RECORDS FOR PROCESSING below:

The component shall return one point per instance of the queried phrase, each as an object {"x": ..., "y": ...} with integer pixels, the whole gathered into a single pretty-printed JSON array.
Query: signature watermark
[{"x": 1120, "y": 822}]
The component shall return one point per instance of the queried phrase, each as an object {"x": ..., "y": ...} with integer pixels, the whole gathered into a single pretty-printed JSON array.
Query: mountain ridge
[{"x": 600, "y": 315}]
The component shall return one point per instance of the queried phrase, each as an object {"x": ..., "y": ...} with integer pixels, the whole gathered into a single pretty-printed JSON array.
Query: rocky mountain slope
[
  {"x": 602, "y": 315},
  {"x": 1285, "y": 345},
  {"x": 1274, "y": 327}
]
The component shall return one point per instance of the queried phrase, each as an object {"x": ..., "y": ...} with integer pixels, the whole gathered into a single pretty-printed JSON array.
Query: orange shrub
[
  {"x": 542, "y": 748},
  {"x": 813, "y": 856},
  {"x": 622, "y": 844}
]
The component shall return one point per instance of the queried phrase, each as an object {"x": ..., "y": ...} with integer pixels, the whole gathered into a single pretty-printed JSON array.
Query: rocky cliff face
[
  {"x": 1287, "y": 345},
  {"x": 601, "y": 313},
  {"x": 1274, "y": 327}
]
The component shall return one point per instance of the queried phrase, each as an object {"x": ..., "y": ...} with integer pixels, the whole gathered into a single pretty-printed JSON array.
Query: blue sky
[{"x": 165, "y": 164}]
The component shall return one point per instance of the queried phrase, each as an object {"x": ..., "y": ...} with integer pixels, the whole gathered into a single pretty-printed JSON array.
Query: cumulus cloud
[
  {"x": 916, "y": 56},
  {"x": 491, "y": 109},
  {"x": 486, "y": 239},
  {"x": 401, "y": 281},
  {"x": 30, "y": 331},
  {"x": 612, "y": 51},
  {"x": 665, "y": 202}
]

End of RECORDS FOR PROCESSING.

- **EXERCISE BRIEF**
Each line above must be reproduced exactly as it stands.

- **COMPLETED EXERCISE**
The component shall return one point per instance of the queried phrase, each as an object {"x": ..., "y": ...} with integer pixels, the whole gathered into a single pretty-printed JSON array.
Query: signature watermark
[{"x": 1120, "y": 822}]
The component shall return one point per instance of the queried phrase, each as an object {"x": ..., "y": ...} with integer pixels, the whole gathered into a single pretty-printed JSON array.
Query: mountain ridge
[{"x": 600, "y": 315}]
The component shall return one point per instance of the queried phrase, each as an object {"x": ..., "y": ...} with integer pixels, the whole gathered into a single pretty-printed JSON array.
Query: rocky mountain slope
[
  {"x": 602, "y": 315},
  {"x": 1285, "y": 345},
  {"x": 1274, "y": 327}
]
The component shall return one point per instance of the queried phrase, each as an object {"x": ..., "y": ...} with integer pixels, the whole gathered into a single pretty-printed JSON array.
Query: orange shrub
[
  {"x": 542, "y": 748},
  {"x": 813, "y": 856},
  {"x": 622, "y": 844}
]
The component shall return one point per instance of the queried phrase, each as an object {"x": ..., "y": ...} with integer pixels, the whole gathered into a single pretty-printed JSON array.
Query: rocky cliff face
[
  {"x": 1287, "y": 345},
  {"x": 601, "y": 313},
  {"x": 1274, "y": 327}
]
The component shall return one point per instance of the queried phrase, each as an object {"x": ..., "y": ...} with integer pixels, the whole gathered into a single pretty-printed JSON array.
Query: blue sky
[{"x": 165, "y": 164}]
The component shall return one point per instance of the queried phrase, each as an object {"x": ..., "y": ...} with integer pixels, the whole gathered into a single pretty-printed JSON array.
Query: cumulus cloud
[
  {"x": 916, "y": 56},
  {"x": 491, "y": 109},
  {"x": 486, "y": 239},
  {"x": 401, "y": 281},
  {"x": 30, "y": 331},
  {"x": 612, "y": 51},
  {"x": 665, "y": 202}
]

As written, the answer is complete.